▶ [TEXT]
The Boys from Brazil (novel)

The Boys from Brazil  

1st edition
Author(s) Ira Levin
Country United States
Language English
Publisher Random House
Publication date 21 Oct 1976
Media type print
Pages 312
ISBN 0-394-40267-7
OCLC Number 1818465
Dewey Decimal 813/.5/4
LC Classification PZ4.L664 Bo PS3523.E7993

The Boys from Brazil is a 1976 thriller novel by Ira Levin. It was subsequently made into a movie of the same name that was released in 1978.

Plot

Yakov Liebermann is a Nazi hunter: he runs a center in Vienna that documents crimes against humanity perpetrated during the Holocaust. The waning interest of the Western nations in tracking down Nazi criminals has forced him to move the center to his lodgings.

Referring expression data
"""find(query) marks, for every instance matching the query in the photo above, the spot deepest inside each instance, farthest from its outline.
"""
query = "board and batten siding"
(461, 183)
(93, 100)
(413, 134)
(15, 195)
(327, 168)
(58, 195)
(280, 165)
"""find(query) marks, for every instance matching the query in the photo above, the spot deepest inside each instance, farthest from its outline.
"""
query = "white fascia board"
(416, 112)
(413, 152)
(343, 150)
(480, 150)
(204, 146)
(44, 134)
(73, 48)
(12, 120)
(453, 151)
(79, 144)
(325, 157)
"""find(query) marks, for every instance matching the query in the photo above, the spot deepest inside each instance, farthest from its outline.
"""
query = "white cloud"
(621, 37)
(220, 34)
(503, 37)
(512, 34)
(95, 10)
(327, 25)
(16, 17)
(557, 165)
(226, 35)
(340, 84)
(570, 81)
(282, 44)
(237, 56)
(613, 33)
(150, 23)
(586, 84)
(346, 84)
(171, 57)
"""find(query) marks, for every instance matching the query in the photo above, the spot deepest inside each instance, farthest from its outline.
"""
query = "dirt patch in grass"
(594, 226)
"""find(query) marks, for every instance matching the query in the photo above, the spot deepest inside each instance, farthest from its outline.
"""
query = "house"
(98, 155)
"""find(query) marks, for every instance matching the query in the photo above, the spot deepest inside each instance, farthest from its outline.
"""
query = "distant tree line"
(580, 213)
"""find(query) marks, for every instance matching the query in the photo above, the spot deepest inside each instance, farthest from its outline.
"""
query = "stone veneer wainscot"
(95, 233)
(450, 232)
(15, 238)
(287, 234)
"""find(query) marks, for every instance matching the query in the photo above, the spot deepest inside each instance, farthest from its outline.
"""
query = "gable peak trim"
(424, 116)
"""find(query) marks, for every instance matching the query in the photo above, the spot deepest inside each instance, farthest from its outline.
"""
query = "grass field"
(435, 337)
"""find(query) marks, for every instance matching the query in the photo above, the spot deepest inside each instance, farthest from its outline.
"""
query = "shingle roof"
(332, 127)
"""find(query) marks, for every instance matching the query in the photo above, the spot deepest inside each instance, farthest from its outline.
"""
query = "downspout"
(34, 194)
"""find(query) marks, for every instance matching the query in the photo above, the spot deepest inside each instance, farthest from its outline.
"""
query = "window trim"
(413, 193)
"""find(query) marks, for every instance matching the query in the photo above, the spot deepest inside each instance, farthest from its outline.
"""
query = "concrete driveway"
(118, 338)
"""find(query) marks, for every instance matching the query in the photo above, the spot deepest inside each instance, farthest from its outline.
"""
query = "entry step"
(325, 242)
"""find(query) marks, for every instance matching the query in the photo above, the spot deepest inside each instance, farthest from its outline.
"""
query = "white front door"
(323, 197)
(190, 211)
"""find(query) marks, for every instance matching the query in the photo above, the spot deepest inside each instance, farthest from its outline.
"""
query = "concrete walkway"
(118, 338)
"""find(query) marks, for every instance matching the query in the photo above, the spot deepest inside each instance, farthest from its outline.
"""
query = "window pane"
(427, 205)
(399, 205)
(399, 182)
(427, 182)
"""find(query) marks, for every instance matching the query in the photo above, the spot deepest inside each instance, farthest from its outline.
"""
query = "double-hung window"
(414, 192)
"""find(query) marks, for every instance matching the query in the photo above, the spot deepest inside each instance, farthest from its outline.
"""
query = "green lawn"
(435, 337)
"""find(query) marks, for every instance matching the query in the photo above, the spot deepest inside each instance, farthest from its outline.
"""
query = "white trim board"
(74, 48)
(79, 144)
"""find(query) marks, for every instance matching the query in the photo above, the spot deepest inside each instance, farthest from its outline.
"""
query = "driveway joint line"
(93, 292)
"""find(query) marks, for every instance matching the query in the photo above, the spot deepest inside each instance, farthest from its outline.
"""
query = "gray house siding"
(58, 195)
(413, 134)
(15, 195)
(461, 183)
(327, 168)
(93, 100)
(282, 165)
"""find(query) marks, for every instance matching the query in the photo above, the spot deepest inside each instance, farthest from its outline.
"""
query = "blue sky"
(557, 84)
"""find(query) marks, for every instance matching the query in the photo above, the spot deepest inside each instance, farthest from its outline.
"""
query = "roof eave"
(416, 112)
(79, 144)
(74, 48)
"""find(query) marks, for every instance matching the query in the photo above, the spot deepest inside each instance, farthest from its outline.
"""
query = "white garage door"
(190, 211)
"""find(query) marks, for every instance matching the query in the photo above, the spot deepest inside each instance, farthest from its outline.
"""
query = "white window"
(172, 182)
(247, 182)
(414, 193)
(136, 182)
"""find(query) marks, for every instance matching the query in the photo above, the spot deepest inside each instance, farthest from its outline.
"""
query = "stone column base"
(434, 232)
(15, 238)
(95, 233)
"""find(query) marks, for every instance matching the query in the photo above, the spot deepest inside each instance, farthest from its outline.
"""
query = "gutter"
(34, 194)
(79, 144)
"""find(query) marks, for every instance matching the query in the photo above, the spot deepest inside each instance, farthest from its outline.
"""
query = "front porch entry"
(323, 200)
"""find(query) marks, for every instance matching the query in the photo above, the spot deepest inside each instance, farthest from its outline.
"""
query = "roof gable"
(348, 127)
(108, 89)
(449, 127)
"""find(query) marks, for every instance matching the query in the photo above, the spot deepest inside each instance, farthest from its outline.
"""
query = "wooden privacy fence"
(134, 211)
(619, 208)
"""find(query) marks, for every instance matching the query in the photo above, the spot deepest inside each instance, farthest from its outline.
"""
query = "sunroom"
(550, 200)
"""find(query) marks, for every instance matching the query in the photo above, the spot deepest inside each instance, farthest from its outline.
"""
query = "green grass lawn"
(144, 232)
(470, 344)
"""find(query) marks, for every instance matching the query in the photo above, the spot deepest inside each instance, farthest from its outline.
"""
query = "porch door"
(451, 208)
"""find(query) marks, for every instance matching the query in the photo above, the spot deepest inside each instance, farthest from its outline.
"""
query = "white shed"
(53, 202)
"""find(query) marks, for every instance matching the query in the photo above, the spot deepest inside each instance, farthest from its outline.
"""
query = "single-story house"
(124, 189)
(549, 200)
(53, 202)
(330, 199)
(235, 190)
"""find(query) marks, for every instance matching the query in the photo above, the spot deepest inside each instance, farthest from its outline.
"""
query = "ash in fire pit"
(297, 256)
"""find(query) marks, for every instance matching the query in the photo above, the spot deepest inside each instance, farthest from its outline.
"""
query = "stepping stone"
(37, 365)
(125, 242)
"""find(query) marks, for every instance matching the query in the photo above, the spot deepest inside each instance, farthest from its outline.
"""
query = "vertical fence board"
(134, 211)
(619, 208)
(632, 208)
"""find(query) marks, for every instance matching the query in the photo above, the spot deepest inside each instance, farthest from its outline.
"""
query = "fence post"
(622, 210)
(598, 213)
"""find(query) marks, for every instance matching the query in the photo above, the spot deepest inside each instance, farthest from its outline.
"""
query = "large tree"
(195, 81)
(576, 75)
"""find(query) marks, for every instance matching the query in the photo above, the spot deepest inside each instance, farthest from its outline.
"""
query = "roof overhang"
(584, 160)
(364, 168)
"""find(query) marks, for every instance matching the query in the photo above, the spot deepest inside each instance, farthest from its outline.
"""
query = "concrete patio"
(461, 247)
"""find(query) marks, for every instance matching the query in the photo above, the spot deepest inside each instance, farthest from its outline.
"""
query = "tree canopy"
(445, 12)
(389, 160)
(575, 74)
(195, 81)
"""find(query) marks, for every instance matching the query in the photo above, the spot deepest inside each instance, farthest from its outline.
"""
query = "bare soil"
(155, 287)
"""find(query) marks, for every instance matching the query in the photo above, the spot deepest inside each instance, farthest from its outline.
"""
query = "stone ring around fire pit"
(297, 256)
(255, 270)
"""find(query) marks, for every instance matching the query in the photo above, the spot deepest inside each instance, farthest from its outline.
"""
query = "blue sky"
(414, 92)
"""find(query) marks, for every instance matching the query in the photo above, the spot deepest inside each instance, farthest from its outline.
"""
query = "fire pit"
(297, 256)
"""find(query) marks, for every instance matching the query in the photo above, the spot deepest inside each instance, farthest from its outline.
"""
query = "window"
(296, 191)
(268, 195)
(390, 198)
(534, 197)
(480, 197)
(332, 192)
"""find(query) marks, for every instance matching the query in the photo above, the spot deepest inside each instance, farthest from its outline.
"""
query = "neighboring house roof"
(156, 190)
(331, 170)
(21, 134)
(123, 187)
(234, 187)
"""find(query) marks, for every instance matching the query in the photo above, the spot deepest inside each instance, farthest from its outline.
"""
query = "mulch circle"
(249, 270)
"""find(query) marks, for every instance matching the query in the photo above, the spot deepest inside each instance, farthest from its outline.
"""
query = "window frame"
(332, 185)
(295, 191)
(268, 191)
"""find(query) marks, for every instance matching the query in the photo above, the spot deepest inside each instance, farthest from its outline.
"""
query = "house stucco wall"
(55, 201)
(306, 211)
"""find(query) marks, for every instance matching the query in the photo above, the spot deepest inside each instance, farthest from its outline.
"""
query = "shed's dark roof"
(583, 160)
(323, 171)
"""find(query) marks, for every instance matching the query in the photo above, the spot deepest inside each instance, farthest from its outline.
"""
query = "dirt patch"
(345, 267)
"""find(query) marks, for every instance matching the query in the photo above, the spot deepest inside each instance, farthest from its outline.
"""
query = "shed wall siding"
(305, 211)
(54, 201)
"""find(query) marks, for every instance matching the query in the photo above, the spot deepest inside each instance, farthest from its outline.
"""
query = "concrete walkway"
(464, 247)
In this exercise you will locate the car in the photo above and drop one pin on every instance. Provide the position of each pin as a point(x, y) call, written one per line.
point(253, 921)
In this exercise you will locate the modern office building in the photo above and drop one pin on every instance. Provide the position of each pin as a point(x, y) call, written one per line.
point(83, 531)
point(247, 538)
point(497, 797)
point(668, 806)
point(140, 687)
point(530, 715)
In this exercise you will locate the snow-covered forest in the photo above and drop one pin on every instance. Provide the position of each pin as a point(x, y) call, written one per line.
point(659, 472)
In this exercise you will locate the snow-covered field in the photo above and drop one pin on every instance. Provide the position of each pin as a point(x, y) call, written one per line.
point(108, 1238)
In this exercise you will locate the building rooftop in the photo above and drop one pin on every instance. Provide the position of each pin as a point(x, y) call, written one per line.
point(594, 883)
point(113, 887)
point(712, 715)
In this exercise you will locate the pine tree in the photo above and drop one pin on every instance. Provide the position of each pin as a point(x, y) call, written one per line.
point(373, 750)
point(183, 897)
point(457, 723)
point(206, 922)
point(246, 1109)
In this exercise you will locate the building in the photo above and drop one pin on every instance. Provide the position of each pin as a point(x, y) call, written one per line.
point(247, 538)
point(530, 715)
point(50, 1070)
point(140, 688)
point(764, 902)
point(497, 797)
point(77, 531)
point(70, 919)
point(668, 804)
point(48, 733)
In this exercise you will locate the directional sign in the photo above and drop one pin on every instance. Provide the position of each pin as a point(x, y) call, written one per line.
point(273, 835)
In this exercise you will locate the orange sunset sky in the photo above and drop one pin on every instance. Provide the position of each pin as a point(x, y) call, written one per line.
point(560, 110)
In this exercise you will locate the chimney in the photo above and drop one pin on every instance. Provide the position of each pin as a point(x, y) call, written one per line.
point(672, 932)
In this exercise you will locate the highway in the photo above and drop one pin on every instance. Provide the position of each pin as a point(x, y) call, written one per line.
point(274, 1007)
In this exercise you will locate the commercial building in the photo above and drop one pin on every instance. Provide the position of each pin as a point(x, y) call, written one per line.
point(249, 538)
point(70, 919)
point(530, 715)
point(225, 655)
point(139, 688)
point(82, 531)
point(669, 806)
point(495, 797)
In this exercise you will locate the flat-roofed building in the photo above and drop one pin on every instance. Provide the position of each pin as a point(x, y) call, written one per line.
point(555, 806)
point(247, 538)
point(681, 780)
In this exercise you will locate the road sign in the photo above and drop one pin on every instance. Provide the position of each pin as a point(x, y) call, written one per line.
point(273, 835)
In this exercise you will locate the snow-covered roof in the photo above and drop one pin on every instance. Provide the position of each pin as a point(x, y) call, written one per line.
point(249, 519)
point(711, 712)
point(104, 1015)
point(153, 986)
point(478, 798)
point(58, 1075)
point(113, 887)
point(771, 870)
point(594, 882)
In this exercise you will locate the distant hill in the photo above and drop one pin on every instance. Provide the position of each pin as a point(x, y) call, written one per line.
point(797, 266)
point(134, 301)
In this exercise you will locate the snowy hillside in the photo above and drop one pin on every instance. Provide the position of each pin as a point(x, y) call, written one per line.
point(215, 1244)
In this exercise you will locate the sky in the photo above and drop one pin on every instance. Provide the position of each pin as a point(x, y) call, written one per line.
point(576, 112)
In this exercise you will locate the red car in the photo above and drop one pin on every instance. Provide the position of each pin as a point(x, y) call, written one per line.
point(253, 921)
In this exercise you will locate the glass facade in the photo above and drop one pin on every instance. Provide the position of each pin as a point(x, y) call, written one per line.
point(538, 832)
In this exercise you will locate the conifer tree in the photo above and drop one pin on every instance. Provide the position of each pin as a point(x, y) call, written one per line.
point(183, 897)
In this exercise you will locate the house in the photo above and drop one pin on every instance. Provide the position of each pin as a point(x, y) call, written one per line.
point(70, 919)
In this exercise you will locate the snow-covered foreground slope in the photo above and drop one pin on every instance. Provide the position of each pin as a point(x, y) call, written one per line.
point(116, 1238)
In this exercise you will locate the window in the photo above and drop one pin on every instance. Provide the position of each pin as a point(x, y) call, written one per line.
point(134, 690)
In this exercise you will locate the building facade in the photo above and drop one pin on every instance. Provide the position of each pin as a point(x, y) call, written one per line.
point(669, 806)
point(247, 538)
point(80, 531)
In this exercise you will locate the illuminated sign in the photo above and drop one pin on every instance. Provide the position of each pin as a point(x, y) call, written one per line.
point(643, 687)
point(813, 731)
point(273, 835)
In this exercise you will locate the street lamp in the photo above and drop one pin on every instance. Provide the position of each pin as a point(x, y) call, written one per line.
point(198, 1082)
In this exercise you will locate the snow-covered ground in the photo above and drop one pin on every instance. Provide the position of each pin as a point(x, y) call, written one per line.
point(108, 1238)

▶ [TASK ITEM]
Reproduce the entire article on the novel The Boys from Brazil word for word. The records are not used here.

▶ [RESPONSE TO THIS TASK]
The Boys from Brazil (novel)

The Boys from Brazil  

1st edition
Author(s) Ira Levin
Country United States
Language English
Publisher Random House
Publication date 21 Oct 1976
Media type print
Pages 312
ISBN 0-394-40267-7
OCLC Number 1818465
Dewey Decimal 813/.5/4
LC Classification PZ4.L664 Bo PS3523.E7993

The Boys from Brazil is a 1976 thriller novel by Ira Levin. It was subsequently made into a movie of the same name that was released in 1978.

Plot

Yakov Liebermann is a Nazi hunter: he runs a center in Vienna that documents crimes against humanity perpetrated during the Holocaust. The waning interest of the Western nations in tracking down Nazi criminals has forced him to move the center to his lodgings.